▸ Given passage:
════════════════════
Other fellowships across campus have supported undergraduate research in India. Among them:
- Economics concentrator Akshay Rathod '10 was one of 15 undergraduates who were named Royce Fellows for 2009. Rathod has been using his $4,000 fellowship to explore how the emergence of an urban youth culture in India has affected Bollywood films since the mid-1990s. The previous year, Shae Fitzpatrick '10 [LINK: http://www.brownbears.com/sports/w-baskbl/spec-rel/070308aad.html] received a Royce Fellowship and traveled to Delhi to study the US National Basketball Association's efforts to promote HIV prevention and sportsmanship while also demonstrating basketball fundamentals.
- As a 2009 Swearer International Service Fellow, Elizabeth Baron '10 worked with the Sadhana Forest Reforestation Project in Tamil Nadu Province. She served as education/outreach coordinator working with volunteers in the reforestation project and also with local village schools and teachers to enhance their relationship with Sadhana Forest.
- Meghna Philip '11 and Farrukh Malik '11, 2009 Starr Fellows with the Social Innovation Initiative, have been working to establish Networks for Peace: The India-Pakistan Dialogue Project. They aim to create a platform for policy-oriented discussion and conflict resolution between university students from India and Pakistan.
- As a Luce Undergraduate Environmental Fellow, Will Lippitt '09 spent the summer of 2008 researching "Ecotourism in Himachal Pradesh: An Inquiry in Camp Potters Hill." Christina Tang '09, another Luce fellow, spent the summer of 2007 in research on "Bridging Local Knowledge and Water Management Practices: a Case Study in Kuttanad, Kerala, India."
- Eunice Chyung '10 was a Richard Smoke Summer Fellow in 2008, interning with Missionaries of Charity in Kolkata, India.
════════════════════
▸ Data excerpt:
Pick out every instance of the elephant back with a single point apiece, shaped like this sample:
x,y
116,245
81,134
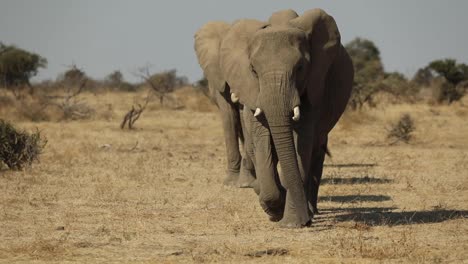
════════════════════
▸ The task: In the passage on undergraduate research fellowships in India, why did Elizabeth Baron work with local village schools and teachers? Answer in one to three sentences. You won't need the material for this.

▸ Answer to this exercise: She worked with them to improve their relationship with Sadhana Forest. She did this as education/outreach coordinator for the Sadhana Forest Reforestation Project during her 2009 Swearer International Service Fellowship.